### TEXTE SOURCE

# # #

De notre envoyé spécial en Turquie,
Nicolas Lefrançois a du mérite. A 26 ans, cet athlète diabétique depuis vingt ans a su séduire l’équipe américaine Novo Nordisk, basée à Atlanta. La formation est composée uniquement de coureurs atteints de cette maladie.
Diabétique. Et alors ?
En Turquie, entouré de paysages idylliques, il profite pleinement de sa première année dans le peloton professionnel. Dans les rues de Fethiye, au sud-ouest du pays, sous un soleil quelque peu voilé et devant des spectateurs médusés par le barnum d’un départ de course, il raconte volontiers son histoire.
Nicolas Lefrançois avait 11 ans quand il a commencé le VTT. A 17 ans, il est contraint d’arrêter car il travaille le dimanche et ne peut plus faire de compétition. Le grand gaillard se met à la boxe. Mais l'appel de la « petite reine » est plus fort. Il reprend finalement le cyclisme sur route à 24 ans. Doué, malgré son diabète, il ne lui faut que deux saisons chez les amateurs pour décrocher son premier contrat.
Au culot, ce Normand d’origine a tout simplement envoyé un courrier à l’équipe Novo Nordisk, basée à Atlanta, pour tenter l’aventure. Depuis cette saison, Novo Nordisk n’est désormais composée que de coureurs diabétiques. Elle compte dans ses rangs plusieurs nationalités, dont l'Espagnol Javier Megias qui est seul diabétique à avoir couru un Grand Tour.
« C’est vrai, je vis un rêve »
« Dans les autres équipes, ce n’aurait pas été simple de faire avec cette maladie. Dans la nôtre, nous avons tous ce problème, explique ce coureur calme et serein. L’équipe nous aide beaucoup pour gérer notre diabète. On ne peut pas toujours réussir à contrôler notre maladie, mais avec une bonne hygiène de vie, c’est possible. Il faut manger correctement et ne pas boire d’alcool ».
Avant de proposer un premier contrat professionnel à Nicolas Lefrançois, Novo Nordisk l’avait pris en stage l’an dernier. Ce qui lui avait permis ensuite de participer au Tour du Rwanda. Il s’était classé deuxième de la première étape, lors du contre-la-montre dans les rues de Kigali. « C’est vrai, je vis un rêve, mais il faut beaucoup travailler », avoue ce coureur élancé. « Quand je finis une course, c’est déjà une réussite ».
Une réussite qu’il partage avec un autre Français, Charles Planet, également présent sur ce 50e Tour de Turquie. On avait croisé les deux hommes à l’aéroport Charles de Gaulles de Paris au moment où ils s’apprêtaient à se rendre en Turquie. Et les deux compères ne s’étaient pas quittés d’une semelle. « On se soutient. On fait les voyages ensemble. Comme je ne suis pas très bon en anglais, il m’aide beaucoup », concède Lefrançois.
347 millions de diabétiques dans le monde
Aujourd’hui, Nicolas Lefrançois est devenu par la force des choses un vrai globe-trotteur. Après la Turquie, il s’envolera pour le Tour de Californie. « Au final, j’ai l’impression de ne plus être diabétique car je n’y prête plus trop attention », concède-t-il. Mais il ajoute tout de même : « C’est une maladie difficile et quand ça vous tombe dessus… »

# # #

### DONNÉES FOURNIES
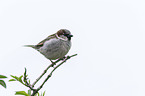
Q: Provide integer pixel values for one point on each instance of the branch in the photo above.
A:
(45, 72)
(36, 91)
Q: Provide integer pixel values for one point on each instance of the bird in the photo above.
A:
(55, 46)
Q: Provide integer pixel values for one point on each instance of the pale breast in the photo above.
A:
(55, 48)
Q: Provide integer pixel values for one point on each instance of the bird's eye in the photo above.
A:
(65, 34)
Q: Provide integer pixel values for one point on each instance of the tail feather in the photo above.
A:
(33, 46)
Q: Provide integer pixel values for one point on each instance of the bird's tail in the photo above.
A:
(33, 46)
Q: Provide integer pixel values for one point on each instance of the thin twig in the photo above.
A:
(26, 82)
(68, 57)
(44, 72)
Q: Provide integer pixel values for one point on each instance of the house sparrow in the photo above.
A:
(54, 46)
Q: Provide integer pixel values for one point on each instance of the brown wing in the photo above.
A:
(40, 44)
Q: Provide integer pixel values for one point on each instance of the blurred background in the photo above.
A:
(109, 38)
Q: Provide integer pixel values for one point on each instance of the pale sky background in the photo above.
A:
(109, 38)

# # #

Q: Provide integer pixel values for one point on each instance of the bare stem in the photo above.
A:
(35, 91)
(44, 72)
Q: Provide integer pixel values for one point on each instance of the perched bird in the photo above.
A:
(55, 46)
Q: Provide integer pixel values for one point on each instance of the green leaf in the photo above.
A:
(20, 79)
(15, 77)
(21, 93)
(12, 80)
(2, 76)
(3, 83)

# # #

### ÉNONCÉ
D'après le texte source, à quel âge Nicolas Lefrançois a-t-il repris le cyclisme sur route ? Répondez en vous fondant uniquement sur le texte source.

### CORRIGÉ
À 24 ans.